*Texto*:

João mora e trabalha em São Paulo. O departamento de recursos humanos da empresa em que João trabalha não consegue entender um fenômeno que ocorre com seus funcionários nordestinos. Eles querem todos tirar férias no mês de junho. Como assim? Junho? Enquanto os outros se estapeiam por dezembro e janeiro, João e seus colegas querem folgar justo no inverno?
Quadrilha: com origem em cortes europeias, aqui foi reinventada e adotada por camadas populares
(Foto: Robson Mendes/Arquivo Correio) |
Um dia, o chefe de João não aguentou de curiosidade e perguntou a ele: “João, porque diabos você e os outros ‘paraíbas’ querem tirar férias em junho?”. João respondeu na lata: “Oxe! Pra passar o São João com a família”. Piorou. O chefe criava outra dúvida. “O que significa passar o São João com a família?”.
Mas será que só os sulistas desconhecem as festas juninas? O fato é que há muitos outros porquês sobre o São João que nem mesmo nós, nordestinos, entendemos. Por que o São João é tão forte no Nordeste? Por que é em junho? Por que dançamos forró? Por que tomamos licor? Por que acendemos fogueira? Por que quadrilha? O CORREIO preparou um guia para você entender tudo da festa.

*Objetivos*:
[a] Extraia do texto sobre as festas juninas, sem mudar nada, o trecho que começa com as palavras "Mas será que" e termina com "tudo da festa.".
[b] Escreva a continuação do texto sobre as festas juninas a partir de onde ele para.

*Linhas*:
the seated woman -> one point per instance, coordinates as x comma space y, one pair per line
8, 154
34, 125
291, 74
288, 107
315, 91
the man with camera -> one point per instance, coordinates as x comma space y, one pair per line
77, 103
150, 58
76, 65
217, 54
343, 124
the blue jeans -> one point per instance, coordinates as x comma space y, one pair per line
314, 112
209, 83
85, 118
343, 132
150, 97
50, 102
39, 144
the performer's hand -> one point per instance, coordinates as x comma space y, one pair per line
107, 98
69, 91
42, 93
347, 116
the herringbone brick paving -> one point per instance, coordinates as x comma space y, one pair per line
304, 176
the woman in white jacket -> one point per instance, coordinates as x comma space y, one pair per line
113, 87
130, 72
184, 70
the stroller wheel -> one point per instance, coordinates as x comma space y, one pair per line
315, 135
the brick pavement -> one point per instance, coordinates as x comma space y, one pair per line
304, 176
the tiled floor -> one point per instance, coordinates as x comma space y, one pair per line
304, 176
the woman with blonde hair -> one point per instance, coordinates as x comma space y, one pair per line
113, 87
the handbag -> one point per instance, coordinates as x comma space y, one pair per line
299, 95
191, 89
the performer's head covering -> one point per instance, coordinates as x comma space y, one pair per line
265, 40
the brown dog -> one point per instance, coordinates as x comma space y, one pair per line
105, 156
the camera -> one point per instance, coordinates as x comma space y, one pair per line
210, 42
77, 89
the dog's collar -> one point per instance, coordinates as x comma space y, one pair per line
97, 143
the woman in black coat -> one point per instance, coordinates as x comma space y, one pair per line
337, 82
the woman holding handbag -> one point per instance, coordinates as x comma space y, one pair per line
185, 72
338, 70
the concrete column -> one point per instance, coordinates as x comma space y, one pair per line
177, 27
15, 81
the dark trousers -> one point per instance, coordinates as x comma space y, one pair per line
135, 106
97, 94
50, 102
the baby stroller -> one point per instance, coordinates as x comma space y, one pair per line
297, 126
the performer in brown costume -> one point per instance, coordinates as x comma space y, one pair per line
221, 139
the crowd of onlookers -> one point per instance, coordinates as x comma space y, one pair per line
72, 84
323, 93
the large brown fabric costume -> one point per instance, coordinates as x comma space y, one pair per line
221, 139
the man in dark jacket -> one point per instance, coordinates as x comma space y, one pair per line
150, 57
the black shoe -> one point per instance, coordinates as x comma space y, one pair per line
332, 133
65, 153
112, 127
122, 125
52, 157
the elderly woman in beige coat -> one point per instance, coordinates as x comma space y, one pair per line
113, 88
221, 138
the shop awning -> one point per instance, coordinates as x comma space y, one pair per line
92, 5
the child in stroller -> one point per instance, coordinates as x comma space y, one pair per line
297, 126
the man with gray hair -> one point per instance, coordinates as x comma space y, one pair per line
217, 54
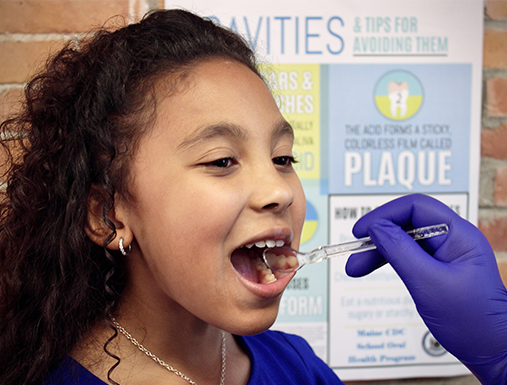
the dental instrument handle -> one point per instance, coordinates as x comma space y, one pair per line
364, 244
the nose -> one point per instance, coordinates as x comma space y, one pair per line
273, 191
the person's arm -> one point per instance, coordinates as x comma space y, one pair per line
453, 279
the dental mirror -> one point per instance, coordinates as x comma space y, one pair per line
286, 260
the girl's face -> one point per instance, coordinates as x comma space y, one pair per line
213, 175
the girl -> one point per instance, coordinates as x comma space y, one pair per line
155, 169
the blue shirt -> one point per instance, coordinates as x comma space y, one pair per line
276, 358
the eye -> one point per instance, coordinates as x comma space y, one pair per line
284, 160
222, 163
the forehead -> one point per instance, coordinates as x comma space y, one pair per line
217, 92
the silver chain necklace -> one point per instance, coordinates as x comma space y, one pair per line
162, 363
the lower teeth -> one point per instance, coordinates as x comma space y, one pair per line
266, 275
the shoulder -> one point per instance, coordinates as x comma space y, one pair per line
70, 372
278, 357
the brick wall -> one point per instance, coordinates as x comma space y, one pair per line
493, 183
30, 29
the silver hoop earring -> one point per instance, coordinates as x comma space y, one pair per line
122, 250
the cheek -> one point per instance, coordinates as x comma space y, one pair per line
298, 211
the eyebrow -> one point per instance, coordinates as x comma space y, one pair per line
207, 133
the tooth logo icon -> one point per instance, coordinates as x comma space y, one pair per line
398, 95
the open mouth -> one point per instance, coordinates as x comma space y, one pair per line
247, 260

*Respostas por tarefa*:
[a]
Mas será que só os sulistas desconhecem as festas juninas? O fato é que há muitos outros porquês sobre o São João que nem mesmo nós, nordestinos, entendemos. Por que o São João é tão forte no Nordeste? Por que é em junho? Por que dançamos forró? Por que tomamos licor? Por que acendemos fogueira? Por que quadrilha? O CORREIO preparou um guia para você entender tudo da festa.

[b]
Por que fogueira?
O porquê da fogueira vem em primeiro lugar porque ele tem tudo a ver com a origem dos festejos. Há duas versões, diz Janio Roque de Castro, professor de geografia cultural da Universidade do Estado da Bahia (Uneb). A primeira é de que se faziam fogueiras na Europa para se comemorar o ciclo das colheitas, o início do solstício de verão no hemisfério Norte. Algo ligado ao paganismo e ao cultivo da terra. Mas, como somos de um país de predominância católica, aqui predominou a origem religiosa.
Fogueira celebra João Batista
(Foto: Arquivo Correio) |
A versão católica diz que Maria tinha uma prima chamada Isabel, esposa de Zacarias. Isabel engravidou e teve um filho chamado João — João Batista. Pra comemorar seu nascimento, a família fez uma fogueira. “Mas a questão não é a manifestação cultural em si, e sim como ela chega em determinados lugares e contextos locais e regionais. Quando o São João chega aqui, ele ganha as especificidades regionais”, explica Janio. Tanto que, com o passar do tempo, a fogueira ganhou contornos místicos e supersticiosos. As pessoas acreditavam que não acender a fogueira era pecado.
“Como assim não comemorar o nascimento de João Batista?”. Mas não ficava só nisso. Muitas vezes se colocava um arbusto na frente da fogueira - chamado de raminho ou patinho. Se o ramo caísse pra frente da casa, alguém ia morrer naquela casa em um período de um ano. Se caísse pro lado da rua, ia morrer alguém na vizinhança.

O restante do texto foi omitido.